(Records from a point labeling set)
════════════════════

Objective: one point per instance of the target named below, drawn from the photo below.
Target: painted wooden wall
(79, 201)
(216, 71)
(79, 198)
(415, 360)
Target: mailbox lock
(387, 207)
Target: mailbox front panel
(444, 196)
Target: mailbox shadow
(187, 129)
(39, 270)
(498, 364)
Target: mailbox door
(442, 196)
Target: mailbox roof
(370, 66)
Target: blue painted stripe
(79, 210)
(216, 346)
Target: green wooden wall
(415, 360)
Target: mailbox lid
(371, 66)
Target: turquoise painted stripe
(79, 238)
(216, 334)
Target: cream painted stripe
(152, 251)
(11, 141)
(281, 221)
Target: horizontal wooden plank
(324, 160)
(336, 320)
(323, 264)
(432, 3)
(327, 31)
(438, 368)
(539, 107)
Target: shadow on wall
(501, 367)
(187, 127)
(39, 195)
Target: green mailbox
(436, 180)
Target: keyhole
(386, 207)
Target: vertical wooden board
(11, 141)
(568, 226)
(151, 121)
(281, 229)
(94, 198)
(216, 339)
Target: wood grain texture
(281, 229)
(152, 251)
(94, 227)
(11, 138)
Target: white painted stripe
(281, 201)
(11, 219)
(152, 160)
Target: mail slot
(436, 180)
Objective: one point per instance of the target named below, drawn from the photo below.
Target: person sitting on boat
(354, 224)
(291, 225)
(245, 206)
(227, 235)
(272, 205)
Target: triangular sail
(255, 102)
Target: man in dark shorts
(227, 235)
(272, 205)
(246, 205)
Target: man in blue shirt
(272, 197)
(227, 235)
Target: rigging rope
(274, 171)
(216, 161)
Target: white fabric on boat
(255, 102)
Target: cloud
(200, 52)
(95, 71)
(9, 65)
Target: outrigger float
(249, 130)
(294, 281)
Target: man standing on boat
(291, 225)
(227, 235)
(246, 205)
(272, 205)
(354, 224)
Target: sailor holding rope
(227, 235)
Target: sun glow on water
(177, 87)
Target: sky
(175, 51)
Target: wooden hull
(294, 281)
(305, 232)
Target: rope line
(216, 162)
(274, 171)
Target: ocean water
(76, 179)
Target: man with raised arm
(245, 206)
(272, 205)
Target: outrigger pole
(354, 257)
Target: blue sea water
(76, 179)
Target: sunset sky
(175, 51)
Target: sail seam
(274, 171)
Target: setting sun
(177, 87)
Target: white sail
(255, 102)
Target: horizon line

════════════════════

Make an exact copy of every line from the one with "Target: shadow on wall" to the end of the data, with the first and last of those lines included.

Response to the task:
Target: shadow on wall
(501, 367)
(187, 127)
(39, 195)
Target: green mailbox
(436, 180)
Target: keyhole
(386, 207)
Target: vertical wooden board
(11, 141)
(568, 226)
(151, 121)
(281, 229)
(94, 198)
(216, 339)
Target: wood grain texture
(281, 229)
(152, 251)
(94, 227)
(11, 138)
Target: white painted stripe
(281, 201)
(11, 219)
(152, 160)
Target: mail slot
(436, 180)
Objective: one point per instance of the target named below, drawn from the photo below.
Target: person sitting on boat
(354, 224)
(291, 225)
(245, 206)
(227, 235)
(272, 205)
Target: triangular sail
(255, 102)
Target: man in dark shorts
(227, 235)
(272, 205)
(246, 205)
Target: man in blue shirt
(272, 197)
(227, 235)
Target: rigging rope
(274, 171)
(216, 161)
Target: white fabric on boat
(255, 102)
Target: cloud
(200, 52)
(95, 71)
(9, 65)
Target: outrigger float
(249, 130)
(294, 281)
Target: man standing on boat
(291, 225)
(227, 235)
(246, 205)
(272, 205)
(354, 224)
Target: sailor holding rope
(227, 235)
Target: sun glow on water
(177, 87)
Target: sky
(175, 51)
Target: wooden hull
(294, 281)
(305, 232)
Target: rope line
(216, 162)
(274, 171)
Target: ocean water
(76, 179)
Target: man with raised arm
(245, 206)
(272, 205)
Target: outrigger pole
(354, 257)
Target: blue sea water
(76, 179)
Target: sunset sky
(175, 51)
Target: sail seam
(274, 171)
Target: setting sun
(177, 87)
Target: white sail
(255, 102)
Target: horizon line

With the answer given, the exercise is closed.